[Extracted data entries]

.....

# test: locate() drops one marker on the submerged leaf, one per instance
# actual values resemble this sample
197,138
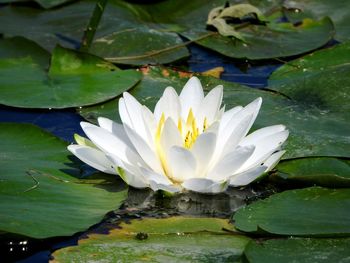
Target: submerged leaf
40,190
312,211
73,79
175,239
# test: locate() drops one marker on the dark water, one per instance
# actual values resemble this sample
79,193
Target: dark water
64,123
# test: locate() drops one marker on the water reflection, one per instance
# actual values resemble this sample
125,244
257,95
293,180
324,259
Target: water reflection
188,203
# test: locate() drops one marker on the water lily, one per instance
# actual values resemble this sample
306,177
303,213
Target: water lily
188,142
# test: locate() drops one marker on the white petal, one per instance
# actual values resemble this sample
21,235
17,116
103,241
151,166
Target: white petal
92,157
84,125
273,160
227,116
168,188
230,163
131,174
225,133
247,176
203,150
109,143
115,128
84,141
170,136
150,123
203,185
135,113
181,163
210,106
123,113
132,179
262,133
158,178
169,104
236,136
264,148
146,153
191,97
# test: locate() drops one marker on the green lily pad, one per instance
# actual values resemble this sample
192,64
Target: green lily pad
270,41
323,171
19,47
41,194
176,239
313,132
122,36
320,79
312,211
303,250
73,79
337,10
43,3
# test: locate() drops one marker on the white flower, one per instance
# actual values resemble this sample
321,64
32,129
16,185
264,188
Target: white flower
188,142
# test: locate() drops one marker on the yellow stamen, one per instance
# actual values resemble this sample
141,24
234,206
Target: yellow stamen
158,145
205,124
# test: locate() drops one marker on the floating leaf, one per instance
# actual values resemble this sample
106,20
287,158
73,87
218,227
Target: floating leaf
175,239
267,41
272,40
44,3
123,36
303,250
323,171
41,195
313,132
312,211
74,79
337,10
319,80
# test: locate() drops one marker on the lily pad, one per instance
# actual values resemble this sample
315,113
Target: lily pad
176,239
122,36
43,3
267,41
313,132
41,194
320,79
73,79
312,211
19,47
337,10
323,171
272,40
303,250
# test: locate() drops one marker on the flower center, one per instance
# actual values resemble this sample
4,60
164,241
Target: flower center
189,132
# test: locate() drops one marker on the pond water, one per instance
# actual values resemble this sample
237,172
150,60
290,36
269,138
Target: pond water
64,123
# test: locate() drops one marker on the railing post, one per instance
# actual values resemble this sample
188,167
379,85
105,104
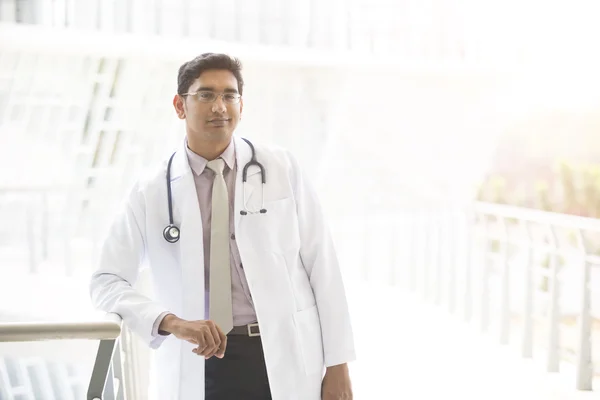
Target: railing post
554,311
413,261
485,298
584,365
505,282
451,237
426,259
101,370
437,256
468,299
527,340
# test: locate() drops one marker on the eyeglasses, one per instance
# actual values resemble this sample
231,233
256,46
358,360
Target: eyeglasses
206,96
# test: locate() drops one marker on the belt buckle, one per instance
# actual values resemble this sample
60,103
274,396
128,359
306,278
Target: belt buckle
252,334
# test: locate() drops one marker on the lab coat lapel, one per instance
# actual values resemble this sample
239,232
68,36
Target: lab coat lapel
186,212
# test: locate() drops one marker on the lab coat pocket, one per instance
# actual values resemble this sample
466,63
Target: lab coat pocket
308,329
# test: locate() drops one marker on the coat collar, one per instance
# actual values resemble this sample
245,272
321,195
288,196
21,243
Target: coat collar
182,182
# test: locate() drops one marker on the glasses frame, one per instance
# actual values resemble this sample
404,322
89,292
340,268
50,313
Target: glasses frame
216,96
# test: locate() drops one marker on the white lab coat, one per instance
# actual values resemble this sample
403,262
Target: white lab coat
288,258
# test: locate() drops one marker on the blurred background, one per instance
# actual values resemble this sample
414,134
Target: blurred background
455,146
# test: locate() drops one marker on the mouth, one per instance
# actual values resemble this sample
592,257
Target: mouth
219,122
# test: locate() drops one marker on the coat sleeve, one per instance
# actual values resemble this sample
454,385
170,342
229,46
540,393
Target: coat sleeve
321,263
112,283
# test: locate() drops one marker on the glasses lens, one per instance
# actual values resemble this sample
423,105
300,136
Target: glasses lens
231,98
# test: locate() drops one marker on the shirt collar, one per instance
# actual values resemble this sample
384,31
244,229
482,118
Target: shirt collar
198,163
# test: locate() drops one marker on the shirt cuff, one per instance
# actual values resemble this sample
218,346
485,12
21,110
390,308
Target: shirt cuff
155,331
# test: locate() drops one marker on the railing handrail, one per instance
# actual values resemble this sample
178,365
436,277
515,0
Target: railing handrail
538,216
107,329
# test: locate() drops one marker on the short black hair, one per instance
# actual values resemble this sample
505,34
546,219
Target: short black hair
191,70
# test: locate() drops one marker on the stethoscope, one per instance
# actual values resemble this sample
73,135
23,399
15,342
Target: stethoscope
172,232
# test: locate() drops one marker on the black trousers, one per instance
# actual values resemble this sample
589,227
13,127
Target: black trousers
241,374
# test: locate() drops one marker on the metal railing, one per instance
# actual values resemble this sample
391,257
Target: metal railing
106,381
564,242
507,269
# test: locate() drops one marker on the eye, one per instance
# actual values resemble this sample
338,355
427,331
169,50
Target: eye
205,95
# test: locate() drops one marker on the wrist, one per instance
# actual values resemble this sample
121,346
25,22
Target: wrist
170,324
338,368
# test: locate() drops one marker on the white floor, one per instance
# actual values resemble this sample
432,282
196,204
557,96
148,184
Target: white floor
410,351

.....

What the exercise asks: Repeat the data exactly, dropping every picture it holds.

Written response:
# test: locate() drops one marker on the submerged leaf, one per instance
# actual values resemble this sample
197,138
Target: submerged leaf
40,190
312,211
73,79
175,239
# test: locate() drops one marker on the dark water, one per instance
# actual values resemble this sample
79,193
Target: dark water
64,123
# test: locate() drops one marker on the water reflection, one per instance
# actual values resemble this sample
125,244
257,95
293,180
324,259
Target: water reflection
188,203
# test: locate() drops one marker on the water lily, one per instance
# actual values resemble this sample
306,177
303,213
Target: water lily
188,142
# test: locate() drops one marker on the white petal, one per instance
# actual values resemble this sample
21,235
17,116
103,241
151,166
Target: white petal
92,157
84,125
273,160
227,116
168,188
230,163
131,174
225,133
247,176
203,150
109,143
115,128
84,141
170,136
150,123
203,185
135,113
181,163
210,106
123,113
132,179
262,133
158,178
169,104
236,136
264,148
146,153
191,97
# test: locate() drops one marker on the green lily pad, one per instance
# actual values resemble this sample
192,64
Target: green lily pad
270,41
323,171
19,47
41,194
176,239
313,132
122,36
320,79
312,211
303,250
73,79
337,10
43,3
# test: locate() drops one marker on the white flower, one per instance
# actual values resemble this sample
321,64
32,129
16,185
264,188
Target: white flower
188,142
# test: locate() drops one marker on the yellow stamen, one per instance
# actual values resemble this sample
141,24
234,206
Target: yellow stamen
158,145
205,124
# test: locate() drops one marker on the floating leaf, one per instance
# actual values resemble this sample
106,20
287,158
73,87
218,227
Target: floating leaf
175,239
267,41
272,40
44,3
123,36
303,250
323,171
41,195
313,132
312,211
74,79
337,10
319,80
# test: locate() drops one marker on the lily pad, one per instance
# actual values resemble this sample
315,113
Target: lily pad
176,239
122,36
43,3
267,41
313,132
41,194
320,79
73,79
312,211
19,47
337,10
323,171
272,40
303,250
# test: locate() drops one marker on the flower center, one per instance
# actual values resemble this sample
4,60
164,241
Target: flower center
189,132
# test: locate() drops one marker on the pond water, one per instance
# actual values resemble this sample
237,172
150,60
290,36
269,138
Target: pond water
64,123
# test: locate() drops one marker on the railing post, one per instance
# actual values resemble this sample
188,167
379,85
105,104
Target: railing post
554,311
413,261
485,298
584,365
505,282
451,237
426,259
101,370
437,256
468,299
527,340
# test: locate() drops one marker on the eyeglasses, one per instance
# actual values resemble this sample
231,233
256,46
358,360
Target: eyeglasses
206,96
# test: locate() drops one marker on the belt buckle, one per instance
# actual values resemble this sample
60,103
274,396
128,359
306,278
Target: belt buckle
252,334
# test: locate() drops one marker on the lab coat lapel, one per instance
# actual values resemble this sample
239,232
68,36
Target: lab coat lapel
186,212
# test: locate() drops one marker on the lab coat pocket, one per instance
# actual values resemble this sample
466,63
Target: lab coat pocket
308,329
# test: locate() drops one marker on the coat collar, one per instance
# actual values resemble this sample
245,272
321,195
288,196
21,243
Target: coat collar
182,182
# test: locate() drops one marker on the glasses frame, one per instance
# actual values resemble this sample
404,322
89,292
340,268
50,313
Target: glasses frame
216,96
# test: locate() drops one marker on the white lab coat, one per instance
# actual values resemble this sample
403,262
Target: white lab coat
288,258
# test: locate() drops one marker on the blurred background, one per instance
# actual values resemble this sample
414,134
Target: blurred background
455,146
# test: locate() drops one marker on the mouth, one per instance
# actual values resemble this sample
592,257
Target: mouth
219,122
# test: locate() drops one marker on the coat sleeve, one per instance
# actual values resemble this sample
454,385
170,342
229,46
540,393
Target: coat sleeve
321,263
112,283
# test: locate() drops one marker on the glasses lens, one per instance
# actual values resemble this sample
423,105
300,136
Target: glasses lens
231,98
# test: locate() drops one marker on the shirt collar, one per instance
# actual values resemble this sample
384,31
244,229
482,118
Target: shirt collar
198,163
# test: locate() drops one marker on the shirt cuff, one per instance
# actual values resemble this sample
218,346
485,12
21,110
390,308
Target: shirt cuff
155,331
# test: locate() drops one marker on the railing handrail, one per instance
# actual values resemble this sample
178,365
436,277
515,0
Target: railing handrail
538,216
107,329
# test: locate() drops one marker on the short black hair, one per instance
# actual values resemble this sample
505,34
546,219
Target: short black hair
191,70
# test: locate() drops one marker on the stethoscope, one per instance
# actual values resemble this sample
73,135
23,399
15,342
Target: stethoscope
172,232
# test: locate() drops one marker on the black trousers, one per instance
# actual values resemble this sample
589,227
13,127
Target: black trousers
241,374
# test: locate() drops one marker on the metal railing, one per instance
# actual values resemble this sample
391,257
Target: metal railing
106,381
564,242
507,269
# test: locate() drops one marker on the eye, one per instance
# actual values resemble this sample
338,355
427,331
169,50
Target: eye
205,95
# test: locate() drops one marker on the wrist, one per instance
# actual values resemble this sample
121,346
25,22
Target: wrist
170,324
338,368
# test: locate() drops one marker on the white floor, one per instance
# actual values resemble this sample
432,282
196,204
557,96
148,184
Target: white floor
410,351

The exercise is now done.